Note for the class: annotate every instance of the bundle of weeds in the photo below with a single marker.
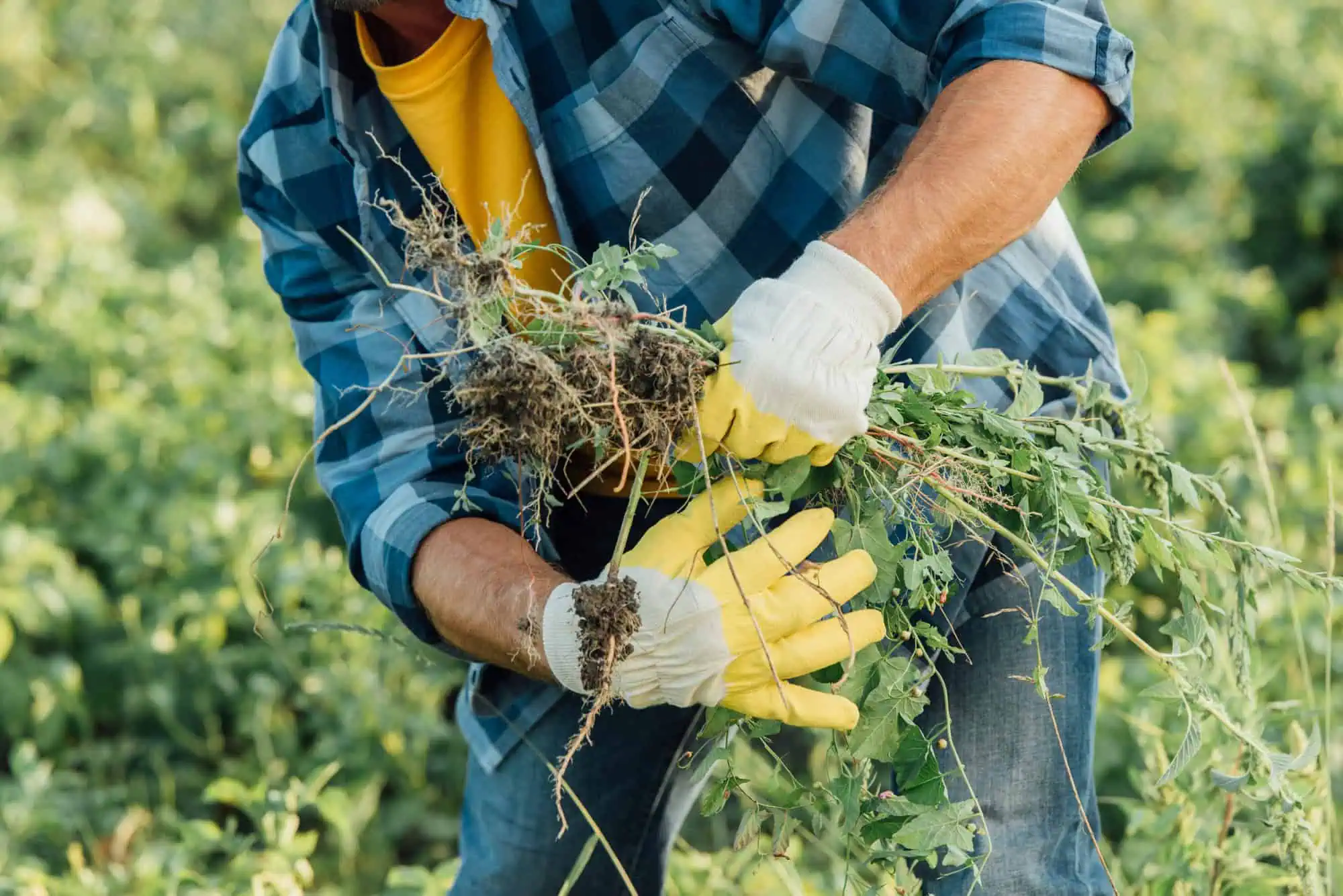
(581, 370)
(577, 377)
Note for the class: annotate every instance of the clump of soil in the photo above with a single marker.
(614, 388)
(609, 616)
(550, 376)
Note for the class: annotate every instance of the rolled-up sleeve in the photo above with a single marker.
(895, 56)
(1071, 35)
(387, 454)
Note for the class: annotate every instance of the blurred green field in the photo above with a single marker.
(152, 411)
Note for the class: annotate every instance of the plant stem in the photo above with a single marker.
(628, 522)
(1166, 663)
(1332, 809)
(1275, 521)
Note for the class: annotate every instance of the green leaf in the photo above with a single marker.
(1056, 599)
(899, 807)
(763, 728)
(939, 828)
(819, 479)
(1184, 485)
(711, 336)
(718, 793)
(892, 705)
(716, 721)
(863, 678)
(829, 675)
(1231, 784)
(984, 358)
(1158, 549)
(782, 830)
(789, 477)
(766, 510)
(690, 478)
(917, 770)
(933, 639)
(1029, 396)
(1188, 749)
(749, 830)
(580, 864)
(848, 792)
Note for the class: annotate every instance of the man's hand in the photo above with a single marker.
(802, 353)
(698, 643)
(797, 373)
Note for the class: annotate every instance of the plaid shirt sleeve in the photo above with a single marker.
(394, 470)
(891, 55)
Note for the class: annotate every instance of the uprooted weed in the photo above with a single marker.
(554, 377)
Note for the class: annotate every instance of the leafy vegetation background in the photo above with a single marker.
(154, 741)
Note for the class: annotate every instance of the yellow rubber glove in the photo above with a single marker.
(801, 361)
(698, 642)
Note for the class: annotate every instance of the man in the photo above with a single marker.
(837, 173)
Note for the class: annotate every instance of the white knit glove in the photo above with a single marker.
(801, 361)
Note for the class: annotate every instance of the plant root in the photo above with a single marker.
(609, 616)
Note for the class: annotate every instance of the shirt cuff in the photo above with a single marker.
(1044, 32)
(394, 533)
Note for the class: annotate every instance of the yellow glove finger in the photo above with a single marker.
(806, 709)
(824, 454)
(797, 443)
(796, 601)
(676, 541)
(718, 412)
(758, 565)
(813, 648)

§ AIM
Render the records as a two-column CSV with the headers instruction and points, one row per record, starting with the line containing "Note for the class: annotate every instance of the white" and going on through the end of the records. Put the instruction text and its answer each in one quoted field, replacing line breaks with spaces.

§ PROBLEM SOLUTION
instruction,points
"Note for the class: annotate every instance of the white knit glove in the photo above with a single marker.","(801, 361)"
"Note for the class: annotate every instance of the plant root in the photo above with a single marker.","(609, 616)"
"Note for the class: annotate every instance of the shirt cuff in the photo above with a single marker.","(1044, 32) (394, 533)"
"Note for the class: annotate every instance of the yellow glove finger in the photo above with a single marker.","(806, 709) (824, 454) (797, 443) (796, 601) (676, 541) (718, 412) (758, 565) (813, 648)"